• [Exercise task] Reproduce verbatim the passage of the Louisiana armed robbery opinion from "At the motion" up to and including "in the photograph.".

• [Document]
--- Begin ---

No. 67134.

389 So.2d 1263 (1980)

STATE of Louisiana v. Charles R. DOUGLAS.

Supreme Court of Louisiana.

Rehearing Denied November 10, 1980.

Attorney(s) appearing for the Case

William J. Guste, Jr., Atty. Gen., Barbara Rutledge, Asst. Atty. Gen., John M. Mamoulides, Dist. Atty., Abbott J. Reeves, W. C. Douglas Friederichsen, Asst. Dist. Attys., for plaintiff-appellee.

Jack Quarles, Indigent Defender Program, Gretna, Thomas M. Gereighty, New Orleans, for defendant-appellant.

LEMMON, Justice.

Defendant was convicted of the armed robbery of Henry Murphy and was sentenced to serve a term of imprisonment for 99 years at hard labor without benefit of parole, probation, or suspension of sentence.

The robbery occurred at Murphy's house, a rented room located at 1402 Pailet Street in Harvey, Louisiana. When Murphy responded to a knock at his door, an unidentified person called out that he thought he had run into Murphy's automobile. Murphy opened the door and was confronted by an armed man, who pushed a pistol into Murphy's stomach and entered the house. The robber ordered Murphy to give him his money, and Murphy handed over his wallet containing about $1,100 in cash. As the robber fled, he left with a parting admonition: "If you come out, you're dead."

Murphy gave the police a detailed description of the robber and the details of the robbery. Two days later Murphy picked out defendant from an array of photographs as the person who robbed him. Murphy again positively identified defendant at trial as the perpetrator of the robbery.

On appeal defendant's principal contention is that the trial court abused its discretion in imposing the maximum sentence, also arguing the separate but related contention that the trial court failed to comply with the sentencing procedure required by C.Cr.P. art. 894.1. He also contests rulings on suppression of identification and request for mistrial.

Photographic Identification Procedure

Defendant contends that the trial court erred in denying his motion to suppress the pretrial identification by the victim at the photographic line-up. He argues that the identification procedure was so suggestive as to create a substantial risk of misidentification because he was portrayed as wearing a jacket in the photograph after the officers knew that the perpetrator had worn a jacket. Defendant further urgues that, after he had been identified from the five pictures, the officers improperly showed the victim a police photograph (mug shot) to confirm the identification. The state responds that the identification procedure was proper and not suggestive.

The photographic display used in the pretrial identification consisted of five color photographs of the head and shoulders of individuals who were similar in sex, race, age and general physical characteristics. Two of the subjects wore what appeared to be black jackets. Defendant contends that since the robber was described as wearing a jacket, he was prejudiced by the victim's being shown his photograph in a jacket.

At the motion to suppress the investigating officer testified that the victim indicated the robber wore a blue-jean jacket. At trial the victim indicated that the robber possibly wore a blue-jean jacket during the robbery, but was wearing a camel tan coat when the victim saw him on the day after the robbery. Thus, while the witness was uncertain whether the robber wore a blue-jean jacket or tan vinyl jacket, it is clear that the perpetrator was not wearing a black jacket similar to the one defendant was wearing in the photograph.

Inasmuch as the photograph of defendant depicted him wearing clothes different from the robber, the possibility of suggestiveness is minimal. Additionally, one of the other photographs depicted a subject wearing a dark jacket. Under these circumstances the photograph identification was not impermissibly suggestive. Compare State v. Cass, 356 So.2d 936 (La. 1978); State v. McSpaddin, 341 So.2d 868 (La. 1977); State v. Hargrove, 330 So.2d 895 (La.1976).

--- End ---

• [Material shown]
--- Begin ---

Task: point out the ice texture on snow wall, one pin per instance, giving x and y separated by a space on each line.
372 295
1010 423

--- End ---
--- Begin ---

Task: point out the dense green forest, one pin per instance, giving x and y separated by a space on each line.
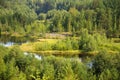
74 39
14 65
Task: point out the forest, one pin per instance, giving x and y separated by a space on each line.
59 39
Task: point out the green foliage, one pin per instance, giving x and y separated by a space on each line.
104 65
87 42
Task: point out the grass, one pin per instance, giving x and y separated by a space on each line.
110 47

--- End ---
--- Begin ---

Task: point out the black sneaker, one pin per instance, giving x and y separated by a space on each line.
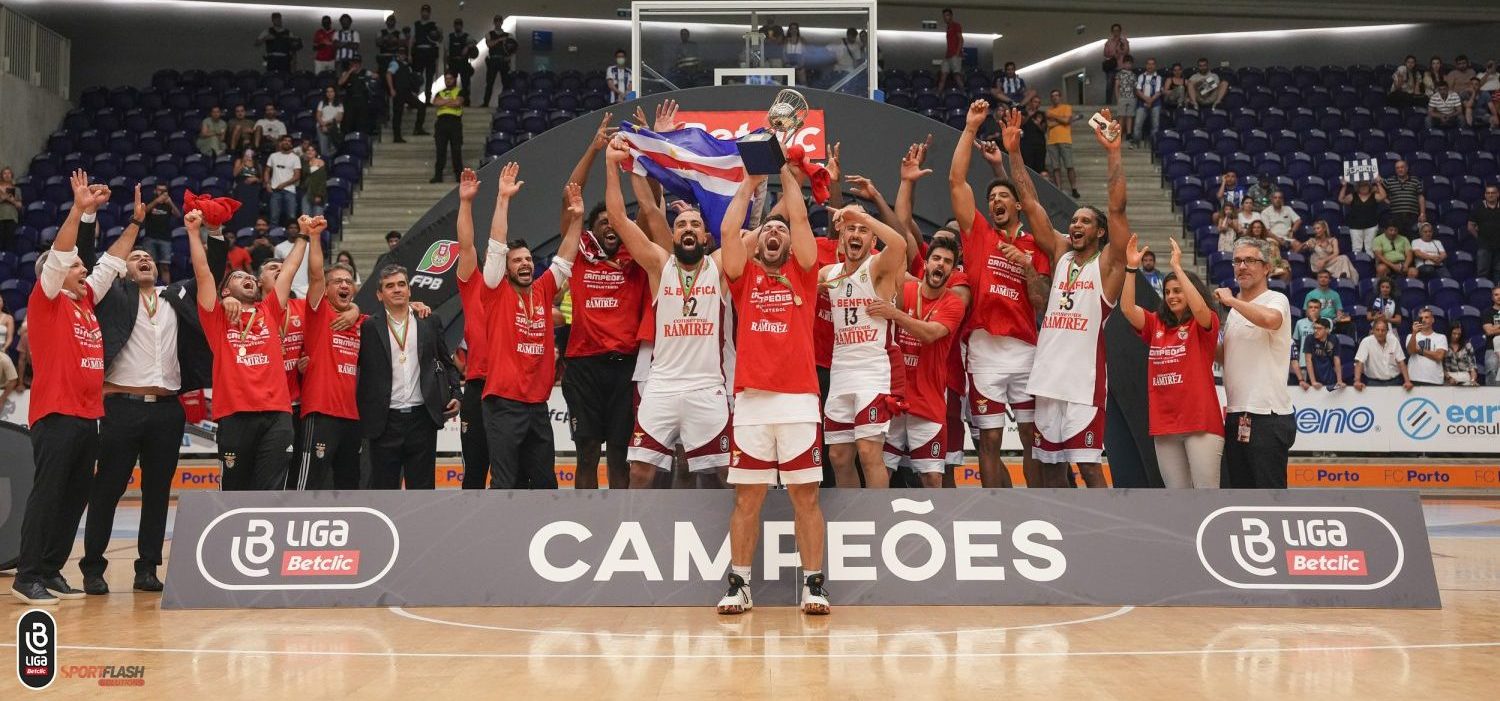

--- End ---

• [Full response]
At the motion to suppress the investigating officer testified that the victim indicated the robber wore a blue-jean jacket. At trial the victim indicated that the robber possibly wore a blue-jean jacket during the robbery, but was wearing a camel tan coat when the victim saw him on the day after the robbery. Thus, while the witness was uncertain whether the robber wore a blue-jean jacket or tan vinyl jacket, it is clear that the perpetrator was not wearing a black jacket similar to the one defendant was wearing in the photograph.